__WORK TO DO__.
a) In the forum thread on bent wire frames, how far did Wingshooter roll the tube down on the 3/8 frame?
b) From the forum thread on bent wire frames, extract the text between "So simple, and" and "a try tomorrow.", inclusive.

# No Tie bent wire frame



## Wingshooter (Dec 24, 2009)

For those of us that like bent wire frames here is a slick way to attach the bands to the forks. On the 3/8 I rolled the tube that is on the forks down an inch and a quarter then layed the one inch bands on the forks and unrolled the tube trapping the band. On the 1/4 inch frame I added a piece of tubing over the tubing that is on the forks. I did the same thing and rolled it down about an inch maybe a litlle more then urolled it back up over the bands. No ties and it holds like a vice. I then used the small tube on the pouch end. I saw this on hawk2009's post. It makes for a clean setup.


----------



## Rayshot (Feb 1, 2010)

That is pretty slick.

Another method stored in my memory banks. Thanks!


----------



## smitty (Dec 17, 2009)

I like it too !


----------



## Dayhiker (Mar 13, 2010)

That's some good thinkin' right there!


----------



## forest dude (Dec 28, 2010)

So simple, and yet so elegant. Thanks for sharing Roger. 
I also noted the pouch attachment in hawk2009's post and will have to give that a try too. I may stop bending ears like the wire bent dankung and try just polishing the ends and using this attachment method. I noticed that you have the wire ends pointed toward you, like the Trumark and others, but Tex's post awhile back recommended having the bent rods point away from you to help curb hand slap. I tried it and it works well. I would imagine your fork connection method would work well for that configuration too. I think I may have to give this a try tomorrow.



Wingshooter said:


> For those of us that like bent wire frames here is a slick way to attach the bands to the forks. On the 3/8 I rolled the tube that is on the forks down an inch and a quarter then layed the one inch bands on the forks and unrolled the tube trapping the band. On the 1/4 inch frame I added a piece of tubing over the tubing that is on the forks. I did the same thing and rolled it down about an inch maybe a litlle more then urolled it back up over the bands. No ties and it holds like a vice. I then used the small tube on the pouch end. I saw this on hawk2009's post. It makes for a clean setup.


----------



## Rayshot (Feb 1, 2010)

__DATASET ROWS__.
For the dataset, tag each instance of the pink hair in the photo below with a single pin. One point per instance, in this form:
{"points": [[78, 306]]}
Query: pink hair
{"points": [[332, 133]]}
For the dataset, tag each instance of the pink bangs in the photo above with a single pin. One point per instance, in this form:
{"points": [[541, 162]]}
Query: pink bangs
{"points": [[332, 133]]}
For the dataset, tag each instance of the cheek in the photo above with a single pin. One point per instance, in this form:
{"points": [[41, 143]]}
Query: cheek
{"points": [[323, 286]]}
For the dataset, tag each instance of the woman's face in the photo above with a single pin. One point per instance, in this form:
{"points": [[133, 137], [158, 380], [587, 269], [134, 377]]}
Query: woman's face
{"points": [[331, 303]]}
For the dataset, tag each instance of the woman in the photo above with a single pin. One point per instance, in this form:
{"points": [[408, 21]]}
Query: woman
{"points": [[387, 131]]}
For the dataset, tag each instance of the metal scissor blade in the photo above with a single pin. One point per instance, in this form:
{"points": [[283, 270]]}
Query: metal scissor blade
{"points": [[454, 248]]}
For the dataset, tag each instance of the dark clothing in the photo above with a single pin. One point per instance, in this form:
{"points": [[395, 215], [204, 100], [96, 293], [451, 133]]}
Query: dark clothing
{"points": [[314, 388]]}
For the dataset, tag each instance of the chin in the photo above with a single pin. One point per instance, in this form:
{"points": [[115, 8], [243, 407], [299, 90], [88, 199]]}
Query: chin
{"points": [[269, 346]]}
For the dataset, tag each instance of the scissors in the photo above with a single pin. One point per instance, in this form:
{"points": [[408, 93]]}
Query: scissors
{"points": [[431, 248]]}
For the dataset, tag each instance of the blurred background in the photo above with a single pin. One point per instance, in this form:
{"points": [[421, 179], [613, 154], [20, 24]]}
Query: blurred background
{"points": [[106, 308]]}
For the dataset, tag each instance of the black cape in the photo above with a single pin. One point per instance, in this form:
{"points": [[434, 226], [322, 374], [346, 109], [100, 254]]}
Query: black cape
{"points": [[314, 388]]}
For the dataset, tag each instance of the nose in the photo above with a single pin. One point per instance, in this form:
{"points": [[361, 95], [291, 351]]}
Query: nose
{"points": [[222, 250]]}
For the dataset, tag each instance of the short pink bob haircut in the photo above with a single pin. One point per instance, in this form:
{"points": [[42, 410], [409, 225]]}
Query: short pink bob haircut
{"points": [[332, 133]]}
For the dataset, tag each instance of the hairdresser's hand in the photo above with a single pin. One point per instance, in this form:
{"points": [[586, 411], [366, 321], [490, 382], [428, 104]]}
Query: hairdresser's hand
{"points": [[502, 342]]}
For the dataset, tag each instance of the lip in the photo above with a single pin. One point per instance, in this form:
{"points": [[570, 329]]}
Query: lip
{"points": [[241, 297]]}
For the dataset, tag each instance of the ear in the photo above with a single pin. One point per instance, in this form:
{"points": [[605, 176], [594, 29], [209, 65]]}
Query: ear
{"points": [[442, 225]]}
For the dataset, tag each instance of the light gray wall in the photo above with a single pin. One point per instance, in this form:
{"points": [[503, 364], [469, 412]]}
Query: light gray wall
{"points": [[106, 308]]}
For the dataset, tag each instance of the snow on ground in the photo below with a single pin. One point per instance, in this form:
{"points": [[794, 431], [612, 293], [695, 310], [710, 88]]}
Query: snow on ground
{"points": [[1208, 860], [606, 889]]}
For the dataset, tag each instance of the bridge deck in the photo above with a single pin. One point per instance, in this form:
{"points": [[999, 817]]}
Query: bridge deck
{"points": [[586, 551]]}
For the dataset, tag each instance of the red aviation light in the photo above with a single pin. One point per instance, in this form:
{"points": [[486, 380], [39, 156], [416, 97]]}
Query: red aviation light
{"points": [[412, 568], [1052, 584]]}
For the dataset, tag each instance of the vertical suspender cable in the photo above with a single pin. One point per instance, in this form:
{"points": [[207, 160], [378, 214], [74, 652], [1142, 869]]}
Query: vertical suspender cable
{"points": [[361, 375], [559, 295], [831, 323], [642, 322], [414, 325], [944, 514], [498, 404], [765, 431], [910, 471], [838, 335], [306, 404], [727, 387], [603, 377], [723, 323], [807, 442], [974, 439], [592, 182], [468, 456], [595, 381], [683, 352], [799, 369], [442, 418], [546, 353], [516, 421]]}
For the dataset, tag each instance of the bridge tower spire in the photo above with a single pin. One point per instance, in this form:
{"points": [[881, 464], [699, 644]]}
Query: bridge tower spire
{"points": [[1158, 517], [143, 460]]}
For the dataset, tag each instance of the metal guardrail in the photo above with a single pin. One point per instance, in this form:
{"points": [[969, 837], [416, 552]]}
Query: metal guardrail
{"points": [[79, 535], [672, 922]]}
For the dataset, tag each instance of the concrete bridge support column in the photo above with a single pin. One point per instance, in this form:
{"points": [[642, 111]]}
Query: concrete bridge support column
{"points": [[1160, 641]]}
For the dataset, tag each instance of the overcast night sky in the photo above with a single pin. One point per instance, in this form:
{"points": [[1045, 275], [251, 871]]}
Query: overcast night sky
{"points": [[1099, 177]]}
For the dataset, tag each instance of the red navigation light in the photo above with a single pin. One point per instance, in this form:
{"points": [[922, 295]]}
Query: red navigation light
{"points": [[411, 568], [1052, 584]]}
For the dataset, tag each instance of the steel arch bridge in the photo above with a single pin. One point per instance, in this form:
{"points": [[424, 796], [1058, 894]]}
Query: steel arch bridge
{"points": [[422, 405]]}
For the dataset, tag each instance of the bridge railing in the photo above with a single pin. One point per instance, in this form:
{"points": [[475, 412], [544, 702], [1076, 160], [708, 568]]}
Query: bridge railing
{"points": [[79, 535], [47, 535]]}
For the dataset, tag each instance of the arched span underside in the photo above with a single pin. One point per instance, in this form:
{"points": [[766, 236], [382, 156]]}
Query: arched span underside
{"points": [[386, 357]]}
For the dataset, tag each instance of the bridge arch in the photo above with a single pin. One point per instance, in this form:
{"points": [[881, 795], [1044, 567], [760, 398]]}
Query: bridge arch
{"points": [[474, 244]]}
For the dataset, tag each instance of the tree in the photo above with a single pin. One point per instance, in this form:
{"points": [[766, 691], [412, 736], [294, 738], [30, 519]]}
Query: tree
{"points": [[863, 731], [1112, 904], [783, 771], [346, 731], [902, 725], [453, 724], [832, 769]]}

__RESULTS FOR THE EXERCISE__.
a) An inch and a quarter.

b)
So simple, and yet so elegant. Thanks for sharing Roger. 
I also noted the pouch attachment in hawk2009's post and will have to give that a try too. I may stop bending ears like the wire bent dankung and try just polishing the ends and using this attachment method. I noticed that you have the wire ends pointed toward you, like the Trumark and others, but Tex's post awhile back recommended having the bent rods point away from you to help curb hand slap. I tried it and it works well. I would imagine your fork connection method would work well for that configuration too. I think I may have to give this a try tomorrow.